* Data for this task:
+ + +

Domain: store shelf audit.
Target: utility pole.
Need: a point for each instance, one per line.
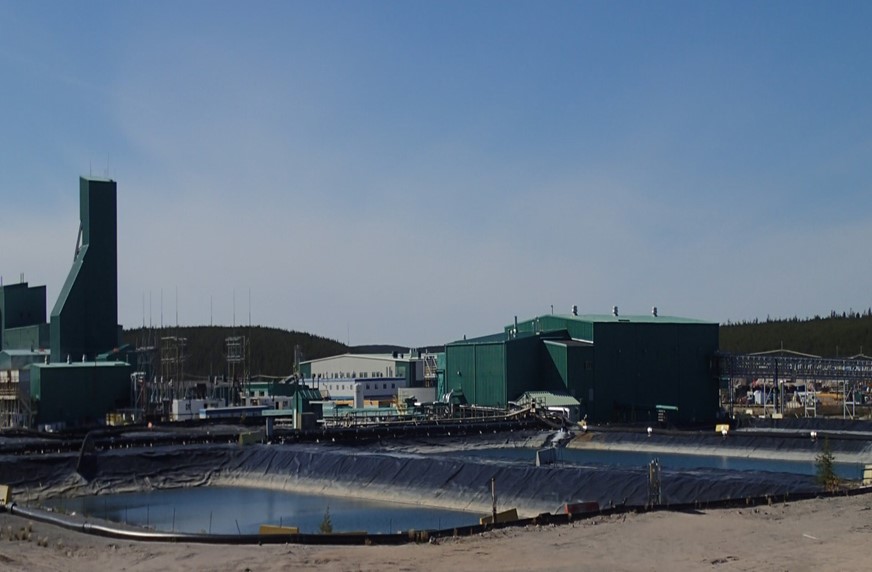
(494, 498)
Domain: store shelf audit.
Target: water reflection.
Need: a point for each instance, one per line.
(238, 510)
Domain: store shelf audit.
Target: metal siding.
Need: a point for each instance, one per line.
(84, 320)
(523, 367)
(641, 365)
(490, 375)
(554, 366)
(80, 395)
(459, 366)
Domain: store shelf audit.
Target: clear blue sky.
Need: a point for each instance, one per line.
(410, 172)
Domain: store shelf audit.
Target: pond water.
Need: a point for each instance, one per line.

+ + +

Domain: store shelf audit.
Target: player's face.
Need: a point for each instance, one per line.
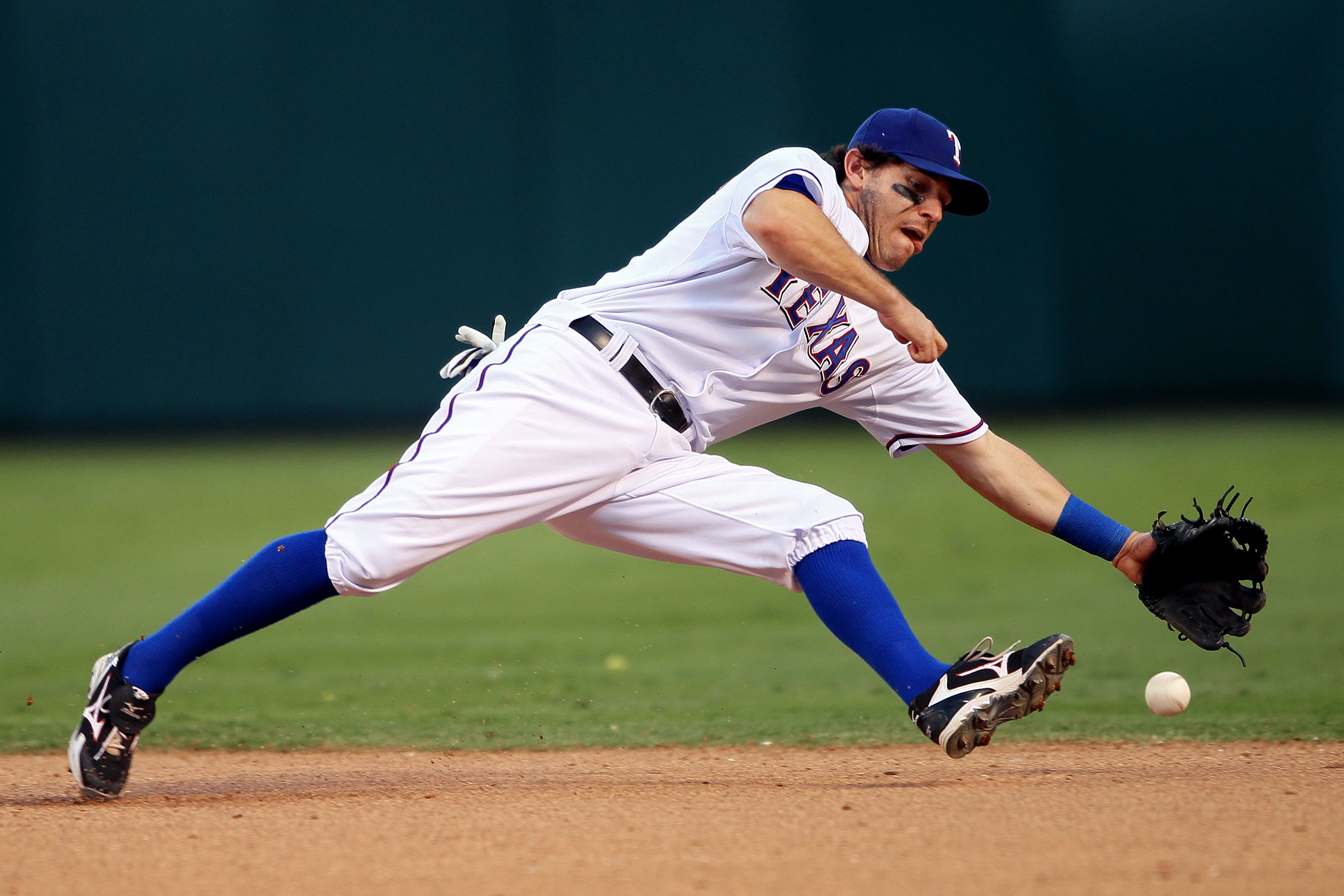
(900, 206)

+ + +

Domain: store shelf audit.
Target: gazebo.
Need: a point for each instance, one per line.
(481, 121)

+ + +

* What to do:
Copy the lines above exactly, beginning at the line that has "Target: water reflection." and stopping after the line that has "Target: pond water.", and omit the rest.

* Response below:
Target: water reflection.
Need: a point for each instance, one per line.
(238, 510)
Domain: store shelf audit.
Target: metal siding.
Need: a point for each instance, one per line.
(84, 320)
(523, 367)
(641, 365)
(490, 375)
(554, 366)
(80, 395)
(459, 366)
Domain: store shelf audit.
Target: clear blue sky.
Need: a point for each instance, one per line.
(410, 172)
Domain: store shelf audit.
Target: pond water.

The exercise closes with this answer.